▶ WRITTEN REQUEST A: In the essay on existential anxiety below, what two responses are named as the way we cope with simple fear?
▶ WRITTEN REQUEST B: From the essay on existential anxiety, quote the passage between "This essay gives" and "with anxiety?", inclusive.

▶ TEXT TO READ:
================

Existential
Anxiety:
Angst
SYNOPSIS:
Have you ever felt the nameless dread?
Terror and anguish without a cause?
This essay gives a name and a careful description
to the nameless threat---our free-floating anxiety---
which we have all felt
but perhaps not faced.
First we must separate existential anxiety
from ordinary fears
as clearly as possible.
Then: How do we cope
with anxiety?
And is it possible to live beyond angst?
OUTLINE:
I. FEAR & ANXIETY: FIVE DIFFERENCES
1. Description.
2. Cause.
3. Duration.
4. Scope.
5. Cure.
II. HOW EXISTENTIAL ANXIETY SHOWS ITSELF
III. ATTEMPTING TO COPE WITH EXISTENTIAL ANXIETY
IV. FREEDOM FROM ANGST?
The basic differences between simple
fear
and existential anxiety:
FIVE DIMENSIONS OF SIMPLE
FEAR:
1. Psychological response to danger.
2. Caused by specific threats;
we know why we are
afraid;
approaches from a certain quarter.
3. Temporary—lasts
only while the danger is present;
might pass by.
4. Limited to the values
that can be reached by the threat.
5. We know how to cope with fear: fight or flight.
FIVE DIMENSIONS OF
EXISTENTIAL ANXIETY:
1. Free-floating 'terror'.
2. No intelligible cause or source;
we don't know why we
are 'afraid';
'comes from' everywhere and nowhere.
3. Permanent—ever-renewed
inner state-of-being;
does not pass away.
4. Pervades our whole being;
unlimited menace; touches everything.
5. Nothing we do will overcome anxiety;
psychological techniques are useless.
length 7.3 KB
Existential
Anxiety: Angst
by
James Leonard Park
I. FEAR & ANXIETY:
FIVE
DIFFERENCES
Fears have many causes.

================

▶ MATERIAL SUPPLIED:
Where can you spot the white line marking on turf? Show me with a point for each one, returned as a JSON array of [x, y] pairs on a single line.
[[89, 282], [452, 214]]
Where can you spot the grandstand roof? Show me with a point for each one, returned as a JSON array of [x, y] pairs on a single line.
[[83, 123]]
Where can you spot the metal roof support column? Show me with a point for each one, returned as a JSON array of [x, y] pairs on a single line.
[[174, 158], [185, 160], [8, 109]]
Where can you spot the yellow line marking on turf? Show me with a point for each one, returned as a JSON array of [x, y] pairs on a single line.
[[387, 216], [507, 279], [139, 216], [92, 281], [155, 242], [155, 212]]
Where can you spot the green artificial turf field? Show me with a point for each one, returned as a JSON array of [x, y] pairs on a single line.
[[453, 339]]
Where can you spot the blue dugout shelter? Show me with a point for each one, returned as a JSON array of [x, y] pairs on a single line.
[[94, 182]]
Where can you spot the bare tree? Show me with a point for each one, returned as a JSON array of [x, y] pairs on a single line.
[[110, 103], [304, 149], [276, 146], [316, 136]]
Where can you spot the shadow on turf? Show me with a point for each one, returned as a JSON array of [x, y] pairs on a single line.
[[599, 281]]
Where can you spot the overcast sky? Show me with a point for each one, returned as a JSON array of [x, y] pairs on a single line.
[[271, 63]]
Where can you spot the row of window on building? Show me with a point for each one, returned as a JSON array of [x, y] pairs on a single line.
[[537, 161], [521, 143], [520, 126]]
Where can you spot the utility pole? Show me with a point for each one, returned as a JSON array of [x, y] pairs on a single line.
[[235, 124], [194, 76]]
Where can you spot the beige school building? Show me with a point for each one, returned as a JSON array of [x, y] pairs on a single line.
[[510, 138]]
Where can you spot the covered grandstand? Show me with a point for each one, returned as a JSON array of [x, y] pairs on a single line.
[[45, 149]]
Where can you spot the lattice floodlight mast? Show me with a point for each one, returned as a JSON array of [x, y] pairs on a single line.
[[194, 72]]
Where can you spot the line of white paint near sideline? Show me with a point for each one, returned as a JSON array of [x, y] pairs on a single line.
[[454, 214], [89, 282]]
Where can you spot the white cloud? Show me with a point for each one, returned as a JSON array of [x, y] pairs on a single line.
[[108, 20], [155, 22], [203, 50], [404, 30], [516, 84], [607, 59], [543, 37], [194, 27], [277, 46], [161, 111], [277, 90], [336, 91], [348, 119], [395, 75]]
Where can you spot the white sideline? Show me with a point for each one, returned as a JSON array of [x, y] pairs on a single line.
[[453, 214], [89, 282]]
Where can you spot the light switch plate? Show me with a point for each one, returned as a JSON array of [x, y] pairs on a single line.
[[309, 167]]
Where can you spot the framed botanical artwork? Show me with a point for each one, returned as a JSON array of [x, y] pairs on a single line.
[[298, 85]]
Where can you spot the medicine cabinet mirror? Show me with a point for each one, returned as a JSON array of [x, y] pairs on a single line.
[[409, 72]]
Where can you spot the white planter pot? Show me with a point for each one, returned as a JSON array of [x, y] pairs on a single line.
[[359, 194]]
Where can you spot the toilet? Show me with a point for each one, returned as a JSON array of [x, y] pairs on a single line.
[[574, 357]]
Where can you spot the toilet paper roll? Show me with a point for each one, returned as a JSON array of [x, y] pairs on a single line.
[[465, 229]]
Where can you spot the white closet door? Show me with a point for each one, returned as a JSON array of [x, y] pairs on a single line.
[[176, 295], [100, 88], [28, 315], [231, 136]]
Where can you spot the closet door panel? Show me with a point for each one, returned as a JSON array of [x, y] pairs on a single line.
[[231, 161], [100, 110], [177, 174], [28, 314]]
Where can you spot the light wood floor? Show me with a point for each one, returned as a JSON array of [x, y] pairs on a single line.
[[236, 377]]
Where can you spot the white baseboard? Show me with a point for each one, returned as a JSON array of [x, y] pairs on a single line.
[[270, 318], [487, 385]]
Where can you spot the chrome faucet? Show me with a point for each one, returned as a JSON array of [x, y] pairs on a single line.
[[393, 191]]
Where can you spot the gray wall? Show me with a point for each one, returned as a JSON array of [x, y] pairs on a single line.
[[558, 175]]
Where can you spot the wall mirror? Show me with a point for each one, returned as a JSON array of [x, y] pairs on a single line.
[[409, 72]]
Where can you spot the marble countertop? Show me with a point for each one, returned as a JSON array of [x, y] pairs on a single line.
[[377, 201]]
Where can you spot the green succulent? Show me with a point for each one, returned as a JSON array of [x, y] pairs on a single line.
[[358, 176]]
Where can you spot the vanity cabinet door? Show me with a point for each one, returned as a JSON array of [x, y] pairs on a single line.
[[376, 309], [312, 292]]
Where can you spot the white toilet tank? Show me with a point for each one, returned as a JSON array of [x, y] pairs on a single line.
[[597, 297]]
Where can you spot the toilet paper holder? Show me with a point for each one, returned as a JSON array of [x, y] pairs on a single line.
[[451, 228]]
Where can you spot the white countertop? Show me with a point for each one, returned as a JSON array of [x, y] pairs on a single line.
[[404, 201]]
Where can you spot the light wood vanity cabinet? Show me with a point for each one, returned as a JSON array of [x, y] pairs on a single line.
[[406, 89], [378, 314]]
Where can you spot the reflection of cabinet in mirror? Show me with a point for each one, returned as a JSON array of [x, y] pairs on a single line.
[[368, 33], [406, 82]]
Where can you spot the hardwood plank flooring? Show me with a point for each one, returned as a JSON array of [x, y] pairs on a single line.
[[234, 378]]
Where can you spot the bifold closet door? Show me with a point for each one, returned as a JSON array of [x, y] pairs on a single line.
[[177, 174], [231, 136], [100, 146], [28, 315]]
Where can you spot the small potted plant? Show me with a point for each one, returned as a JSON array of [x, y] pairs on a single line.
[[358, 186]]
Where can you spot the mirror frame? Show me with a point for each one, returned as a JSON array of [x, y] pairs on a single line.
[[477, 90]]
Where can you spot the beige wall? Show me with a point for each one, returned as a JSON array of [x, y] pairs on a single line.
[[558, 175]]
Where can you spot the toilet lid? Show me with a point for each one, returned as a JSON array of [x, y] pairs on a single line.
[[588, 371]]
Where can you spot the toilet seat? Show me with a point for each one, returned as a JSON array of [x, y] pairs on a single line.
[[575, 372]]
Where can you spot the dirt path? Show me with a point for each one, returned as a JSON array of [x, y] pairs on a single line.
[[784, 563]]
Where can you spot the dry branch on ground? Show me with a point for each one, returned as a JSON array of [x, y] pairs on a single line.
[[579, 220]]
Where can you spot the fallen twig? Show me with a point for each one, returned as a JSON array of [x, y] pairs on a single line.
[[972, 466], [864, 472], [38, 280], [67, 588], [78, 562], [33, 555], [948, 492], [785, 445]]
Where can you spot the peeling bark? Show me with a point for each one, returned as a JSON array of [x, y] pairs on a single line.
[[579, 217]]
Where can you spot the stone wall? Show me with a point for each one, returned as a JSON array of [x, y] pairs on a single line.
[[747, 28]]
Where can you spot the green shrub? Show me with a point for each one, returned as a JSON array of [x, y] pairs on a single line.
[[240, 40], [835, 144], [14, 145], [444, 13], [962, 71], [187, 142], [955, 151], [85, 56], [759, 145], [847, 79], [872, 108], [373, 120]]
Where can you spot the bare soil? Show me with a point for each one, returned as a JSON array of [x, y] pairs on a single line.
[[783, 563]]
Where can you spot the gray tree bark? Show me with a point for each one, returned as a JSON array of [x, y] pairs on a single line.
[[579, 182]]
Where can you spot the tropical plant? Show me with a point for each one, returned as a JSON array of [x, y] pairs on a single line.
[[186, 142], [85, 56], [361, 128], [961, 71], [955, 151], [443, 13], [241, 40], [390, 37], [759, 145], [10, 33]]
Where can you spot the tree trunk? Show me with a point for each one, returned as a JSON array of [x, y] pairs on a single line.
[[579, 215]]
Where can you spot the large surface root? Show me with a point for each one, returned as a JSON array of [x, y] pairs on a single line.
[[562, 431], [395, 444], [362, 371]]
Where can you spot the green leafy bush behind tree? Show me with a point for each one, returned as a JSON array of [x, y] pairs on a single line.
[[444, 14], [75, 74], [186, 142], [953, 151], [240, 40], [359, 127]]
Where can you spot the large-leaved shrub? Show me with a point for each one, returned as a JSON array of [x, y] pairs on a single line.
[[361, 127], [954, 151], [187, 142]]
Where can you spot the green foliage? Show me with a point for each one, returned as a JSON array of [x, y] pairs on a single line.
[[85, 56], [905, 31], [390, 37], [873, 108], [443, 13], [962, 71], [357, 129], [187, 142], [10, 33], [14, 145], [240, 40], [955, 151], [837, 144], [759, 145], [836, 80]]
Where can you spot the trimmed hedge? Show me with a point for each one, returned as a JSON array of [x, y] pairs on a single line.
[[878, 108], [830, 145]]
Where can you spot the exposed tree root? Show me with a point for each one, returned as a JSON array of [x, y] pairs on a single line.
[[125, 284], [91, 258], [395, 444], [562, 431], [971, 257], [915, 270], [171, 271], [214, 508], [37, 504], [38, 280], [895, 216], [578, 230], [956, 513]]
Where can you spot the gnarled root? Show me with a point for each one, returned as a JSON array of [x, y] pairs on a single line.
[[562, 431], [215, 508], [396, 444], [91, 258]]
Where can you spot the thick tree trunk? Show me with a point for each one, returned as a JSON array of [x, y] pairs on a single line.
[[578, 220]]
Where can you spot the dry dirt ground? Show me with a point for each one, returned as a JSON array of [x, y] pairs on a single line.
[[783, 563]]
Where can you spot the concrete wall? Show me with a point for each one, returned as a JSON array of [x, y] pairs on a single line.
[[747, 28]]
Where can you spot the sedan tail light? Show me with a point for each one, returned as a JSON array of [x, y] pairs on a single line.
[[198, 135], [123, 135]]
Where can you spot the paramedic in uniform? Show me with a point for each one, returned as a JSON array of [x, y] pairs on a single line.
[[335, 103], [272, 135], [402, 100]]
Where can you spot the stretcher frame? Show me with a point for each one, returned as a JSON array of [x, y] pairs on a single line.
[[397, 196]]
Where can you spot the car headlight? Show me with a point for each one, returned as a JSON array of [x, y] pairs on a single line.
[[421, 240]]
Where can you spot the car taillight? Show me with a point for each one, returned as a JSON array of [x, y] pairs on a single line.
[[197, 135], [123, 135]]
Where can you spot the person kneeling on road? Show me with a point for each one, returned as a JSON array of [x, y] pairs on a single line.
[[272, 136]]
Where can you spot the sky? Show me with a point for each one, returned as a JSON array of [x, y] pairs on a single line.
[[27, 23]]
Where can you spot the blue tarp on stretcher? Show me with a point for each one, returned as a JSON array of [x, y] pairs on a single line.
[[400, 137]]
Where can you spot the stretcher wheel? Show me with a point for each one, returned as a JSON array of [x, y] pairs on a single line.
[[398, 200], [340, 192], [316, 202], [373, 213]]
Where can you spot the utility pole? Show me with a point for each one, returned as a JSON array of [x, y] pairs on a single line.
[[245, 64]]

================

▶ CORRECT RESPONSE A: Fight or flight.

▶ CORRECT RESPONSE B:
This essay gives a name and a careful description
to the nameless threat---our free-floating anxiety---
which we have all felt
but perhaps not faced.
First we must separate existential anxiety
from ordinary fears
as clearly as possible.
Then: How do we cope
with anxiety?